Input data: Begin

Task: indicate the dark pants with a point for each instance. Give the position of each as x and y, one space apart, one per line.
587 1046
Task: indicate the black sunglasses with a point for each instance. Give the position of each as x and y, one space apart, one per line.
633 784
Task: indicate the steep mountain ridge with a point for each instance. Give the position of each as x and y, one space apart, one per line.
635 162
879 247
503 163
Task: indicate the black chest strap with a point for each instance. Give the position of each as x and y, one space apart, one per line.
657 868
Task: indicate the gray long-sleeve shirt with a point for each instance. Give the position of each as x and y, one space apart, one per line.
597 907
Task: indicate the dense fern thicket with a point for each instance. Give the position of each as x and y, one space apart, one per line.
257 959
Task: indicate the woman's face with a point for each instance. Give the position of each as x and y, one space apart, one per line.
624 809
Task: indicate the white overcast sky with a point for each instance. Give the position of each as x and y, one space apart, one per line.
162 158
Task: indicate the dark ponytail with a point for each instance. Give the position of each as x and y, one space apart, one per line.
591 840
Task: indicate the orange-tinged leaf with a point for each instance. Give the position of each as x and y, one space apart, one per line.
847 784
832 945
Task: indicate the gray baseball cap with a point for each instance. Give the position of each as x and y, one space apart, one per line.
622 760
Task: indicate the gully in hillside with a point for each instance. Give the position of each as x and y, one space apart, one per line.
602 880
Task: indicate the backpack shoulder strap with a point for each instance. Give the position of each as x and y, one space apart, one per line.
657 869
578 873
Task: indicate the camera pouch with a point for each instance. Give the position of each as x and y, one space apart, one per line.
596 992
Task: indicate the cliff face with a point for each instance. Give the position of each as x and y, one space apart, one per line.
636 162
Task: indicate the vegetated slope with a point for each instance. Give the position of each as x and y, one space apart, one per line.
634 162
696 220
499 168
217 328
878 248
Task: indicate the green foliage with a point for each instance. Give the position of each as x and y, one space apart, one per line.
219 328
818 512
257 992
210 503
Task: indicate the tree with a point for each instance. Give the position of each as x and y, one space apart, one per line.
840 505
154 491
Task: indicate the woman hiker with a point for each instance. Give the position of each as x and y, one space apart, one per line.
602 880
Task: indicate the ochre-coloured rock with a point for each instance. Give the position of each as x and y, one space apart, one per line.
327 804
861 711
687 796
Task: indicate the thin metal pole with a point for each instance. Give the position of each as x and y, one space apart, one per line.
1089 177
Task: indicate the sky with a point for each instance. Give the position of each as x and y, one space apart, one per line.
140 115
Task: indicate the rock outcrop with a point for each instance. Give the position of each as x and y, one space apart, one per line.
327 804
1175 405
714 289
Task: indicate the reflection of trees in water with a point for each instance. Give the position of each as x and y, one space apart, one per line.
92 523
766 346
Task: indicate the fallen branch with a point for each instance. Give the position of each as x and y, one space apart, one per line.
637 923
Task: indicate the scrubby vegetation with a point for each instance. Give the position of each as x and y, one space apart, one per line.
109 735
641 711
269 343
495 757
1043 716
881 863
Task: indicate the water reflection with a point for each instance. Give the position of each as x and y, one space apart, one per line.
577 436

Input data: End

### Exercise objective
Write out the entries in full, exactly as given.

### Expected output
Task: indicate the dark pants with a point for each instance. Give the position of each as x and y, one space apart, one per line.
587 1046
Task: indicate the black sunglasses with a point for each instance. Give the position of each as x and y, one space apart, one per line.
633 784
Task: indicate the steep mountain ridge with a point for each instance. Give the position of each as x and y, one space apart, one per line.
635 162
879 247
503 163
Task: indicate the black chest strap with a point for each instance. Give the position of each as x and y, one space apart, one per line.
657 868
Task: indicate the gray long-sleeve shirt with a point for each instance. Give the position of each as x and y, one space apart, one per line.
597 907
Task: indicate the dense fern thicket with a point for each instance. Give the position of each as x and y, one space apart, one per line.
257 959
Task: indicate the woman's face with a point for each instance. Give the position of each as x and y, one space apart, one per line.
624 809
Task: indicate the white overcast sky with a point for each instance. Give the position of each as x and y, one space apart, one per line.
162 158
Task: indicate the dark ponytail with a point for each instance. Give the position of each as x and y, one space apart, one per line.
591 840
Task: indicate the orange-tinged leaf with a point for each instance. Give the position of each as x and y, one space apart, one per line.
847 784
832 945
Task: indicate the gray baseball cap with a point for each instance. Give the position of each as x and y, one space apart, one per line.
622 760
Task: indicate the gully in hillside with a point for each instance. Give the position of each as x and y, one space apart, one per line.
602 880
Task: indicate the backpack shoulder strap with a point for each instance. Give the position of each as x and y, one space apart, one per line.
657 869
578 873
Task: indicate the camera pouch with a point for each instance. Give the position of each as x and y, one space apart, one per line.
596 992
Task: indicate the cliff face with a point for each instance. Give the position of each as x and y, one space apart, one per line.
636 162
Task: indicate the vegetated slope with a point for each instance. Give the position of each as x and y, one space apart, one per line.
634 162
696 220
499 168
217 328
878 248
Task: indicate the green foliage with a point for each instance. Give the position of each as x and y, one space apart, one per line.
219 328
818 512
257 992
210 503
Task: indicate the tree with a point for each instance. Give the position of each as x and y, one space apart, one per line.
840 505
154 491
Task: indicate the woman hiker with a point for each instance. Give the position of each as x and y, one space apart, one per line.
602 880
Task: indicate the ochre-coloured rock with a point for each instance. Give the position of each as x and y, one space apart, one per line.
327 804
861 711
687 796
Task: indicate the thin metal pole with a point for each instance. Give the position of each as x and y, one space apart, one per line.
1089 177
Task: indicate the sky with a point for each instance. Give the position of each as x and y, one space apart, one per line.
140 115
Task: indicate the rock outcrop with a point for each instance. Give the position of each as x and y, one space apart, one per line.
327 804
1175 405
714 289
Task: indicate the reflection of trees in water with a point for each instance. Give the position of each as x and y, one space apart, one per line.
92 523
766 346
Task: indicate the fallen branch with a point for each instance. Give the position of each as x and y, one space apart, one per line.
637 923
Task: indicate the scrubby vegetation with a point for each instance. Give the position of each as x and y, one space apart, one per line.
109 735
641 711
269 343
495 757
1043 716
881 863
Task: indicate the water reflection with a point for each instance. Give the position of each as x and y, one space apart, one per line.
577 436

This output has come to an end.